>> start Data for processing

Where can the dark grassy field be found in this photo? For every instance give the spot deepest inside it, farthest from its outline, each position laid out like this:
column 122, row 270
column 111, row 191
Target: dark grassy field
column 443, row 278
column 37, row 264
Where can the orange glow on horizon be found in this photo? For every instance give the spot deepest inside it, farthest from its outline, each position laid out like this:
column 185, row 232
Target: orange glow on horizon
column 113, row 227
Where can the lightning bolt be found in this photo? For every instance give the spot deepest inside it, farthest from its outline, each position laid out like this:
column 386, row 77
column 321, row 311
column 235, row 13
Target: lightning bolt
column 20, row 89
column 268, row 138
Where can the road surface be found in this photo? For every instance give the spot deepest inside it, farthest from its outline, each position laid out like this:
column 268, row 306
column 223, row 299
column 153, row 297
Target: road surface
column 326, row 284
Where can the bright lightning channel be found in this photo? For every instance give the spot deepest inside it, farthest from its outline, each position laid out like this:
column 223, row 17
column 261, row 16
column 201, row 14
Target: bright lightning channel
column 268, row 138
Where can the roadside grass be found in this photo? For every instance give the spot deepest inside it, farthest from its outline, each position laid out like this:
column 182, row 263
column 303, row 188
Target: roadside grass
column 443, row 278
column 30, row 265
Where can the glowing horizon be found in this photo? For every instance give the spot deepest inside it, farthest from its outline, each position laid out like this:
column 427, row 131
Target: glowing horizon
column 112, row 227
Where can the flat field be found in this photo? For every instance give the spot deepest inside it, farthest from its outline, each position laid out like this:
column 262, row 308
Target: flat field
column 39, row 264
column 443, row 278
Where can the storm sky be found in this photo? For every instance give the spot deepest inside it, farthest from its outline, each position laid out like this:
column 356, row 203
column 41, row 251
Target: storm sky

>> end Data for processing

■ **Your goal**:
Turn the whole listing above into a numbered list, leaving out any blank lines.

■ **Solution**:
1. Where can the dark grassy field be found in this photo? For every instance give the spot deepest inside it, farthest from its outline, each position laid out like this:
2. column 122, row 270
3. column 111, row 191
4. Target: dark grassy field
5. column 443, row 278
6. column 37, row 264
7. Where can the orange glow on horizon be found in this photo? For every instance give the spot deepest inside it, farthest from its outline, each position laid out like this:
8. column 185, row 232
9. Target: orange glow on horizon
10. column 113, row 227
11. Where can the lightning bolt be found in this photo? For every instance give the spot deepest inside it, farthest from its outline, each position laid out like this:
12. column 386, row 77
13. column 321, row 311
14. column 235, row 13
15. Target: lightning bolt
16. column 20, row 89
17. column 268, row 138
18. Where can the road surface be found in this photo? For every instance give the spot deepest inside it, farthest from its outline, each position laid out like this:
19. column 268, row 306
20. column 223, row 299
21. column 153, row 297
22. Target: road surface
23. column 326, row 284
24. Where can the bright lightning channel be found in this photo? For every instance give the spot deepest inside it, farthest from its outline, each position laid out like this:
25. column 223, row 17
26. column 261, row 16
27. column 201, row 14
28. Target: bright lightning channel
29. column 268, row 138
30. Where can the roadside grass be found in this photo? For every instance give the spot deepest inside it, farthest from its outline, each position laid out like this:
31. column 182, row 263
32. column 303, row 188
33. Target: roadside grass
34. column 443, row 278
35. column 30, row 265
36. Where can the glowing horizon be found in this photo? For every instance give the spot deepest inside it, farthest from its outline, each position laid out like this:
37. column 427, row 131
38. Target: glowing horizon
39. column 112, row 227
40. Where can the flat field be found in this photo? For every instance give the spot deepest inside it, farthest from its outline, each position laid out like this:
41. column 262, row 308
42. Target: flat field
43. column 39, row 264
44. column 443, row 278
45. Where can the storm sky be found in this photo? For every instance give the spot deepest inside it, farthest from its outline, each position laid out like this:
46. column 356, row 203
47. column 41, row 251
48. Target: storm sky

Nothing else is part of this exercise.